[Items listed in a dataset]
────

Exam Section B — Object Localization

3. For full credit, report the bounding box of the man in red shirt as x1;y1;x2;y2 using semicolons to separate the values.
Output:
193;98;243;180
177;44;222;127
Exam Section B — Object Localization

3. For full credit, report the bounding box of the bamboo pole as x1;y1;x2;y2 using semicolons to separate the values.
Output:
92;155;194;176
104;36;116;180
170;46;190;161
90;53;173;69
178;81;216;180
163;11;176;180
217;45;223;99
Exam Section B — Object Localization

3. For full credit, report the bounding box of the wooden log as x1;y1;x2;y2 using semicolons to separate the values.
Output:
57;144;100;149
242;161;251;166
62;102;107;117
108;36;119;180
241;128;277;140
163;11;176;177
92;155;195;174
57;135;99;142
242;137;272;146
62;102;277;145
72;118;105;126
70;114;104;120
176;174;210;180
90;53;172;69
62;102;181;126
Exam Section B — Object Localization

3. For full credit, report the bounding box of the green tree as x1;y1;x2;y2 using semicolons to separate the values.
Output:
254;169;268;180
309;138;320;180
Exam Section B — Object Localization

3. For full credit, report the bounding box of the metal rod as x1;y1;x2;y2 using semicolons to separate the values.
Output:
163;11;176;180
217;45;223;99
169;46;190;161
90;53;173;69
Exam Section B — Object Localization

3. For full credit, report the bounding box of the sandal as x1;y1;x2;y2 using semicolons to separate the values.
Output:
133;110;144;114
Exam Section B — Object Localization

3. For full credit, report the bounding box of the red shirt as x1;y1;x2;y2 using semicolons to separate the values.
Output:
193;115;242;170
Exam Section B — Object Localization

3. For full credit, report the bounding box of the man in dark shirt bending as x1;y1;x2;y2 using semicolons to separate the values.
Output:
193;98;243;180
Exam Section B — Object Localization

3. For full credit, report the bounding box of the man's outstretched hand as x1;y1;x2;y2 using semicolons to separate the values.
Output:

────

**WHAT THE TASK REQUIRES**
Arrange the records from the start through the line that contains "309;138;320;180" as a two-column CSV with the headers label_request and answer. Use one row per record, put each value in its own quoted field, and replace line breaks with spaces.

**SOLUTION TO THIS PROBLEM**
label_request,answer
"Exam Section B — Object Localization 3. For full credit, report the bounding box of the man in red shirt as x1;y1;x2;y2 using semicolons to separate the values. Output:","193;98;243;180 177;44;222;127"
"Exam Section B — Object Localization 3. For full credit, report the bounding box of the bamboo pole as x1;y1;x2;y2 using semicolons to separate the values. Output:","92;155;194;176 104;36;116;180 170;46;190;161 90;53;173;69 178;81;216;180 163;11;176;180 217;45;223;99"
"Exam Section B — Object Localization 3. For full credit, report the bounding box of the wooden log as x1;y1;x2;y2 using semicolons to separate the values. Output:","57;144;100;149 242;161;251;166 62;102;107;117 108;36;119;180 241;128;277;140 163;11;176;177 92;155;195;174 57;135;99;142 242;137;272;146 62;102;277;145 72;118;105;126 70;114;104;120 176;174;210;180 90;53;172;69 62;102;181;126"
"Exam Section B — Object Localization 3. For full credit, report the bounding box of the green tree as x1;y1;x2;y2 using semicolons to separate the values. Output:","254;169;268;180 309;138;320;180"